> [Activity] Rewrite the passage about coal between "At the anti-coal" and "Coal Hard Facts.", inclusive, with "villain" replaced by "scapegoat".

> [Provided text]
====

At the anti-coal demonstrations in Washington protesting the coal fired electric generating plant supplying the nation's capitol, little of substance was presented about our reliance on the stuff. Coal has become a latter-day villain with few defenders. We were told that big coal is a monster: that Appalachia is a wasteland, and that coal is not very clean, to put it mildly. To get a glimpse of the larger picture consider the following by Robert Bryce, author of Coal Hard Facts.
Let's look at the U.S., second only to China in terms of total coal consumption. In 2007, the U.S. used about 1.1 billion tons of coal. That’s the energy equivalent of about 4.2 billion barrels of oil per year or about 11.5 million barrels of oil per day. Here’s the key comparison: America’s daily coal ration contains more energy than Saudi Arabia’s daily oil production.

====

> [The data]
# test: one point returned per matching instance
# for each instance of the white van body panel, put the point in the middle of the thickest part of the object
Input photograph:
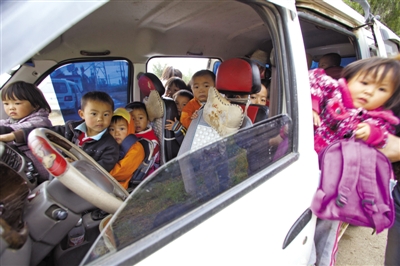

====

> [Reply]
At the anti-coal demonstrations in Washington protesting the coal fired electric generating plant supplying the nation's capitol, little of substance was presented about our reliance on the stuff. Coal has become a latter-day scapegoat with few defenders. We were told that big coal is a monster: that Appalachia is a wasteland, and that coal is not very clean, to put it mildly. To get a glimpse of the larger picture consider the following by Robert Bryce, author of Coal Hard Facts.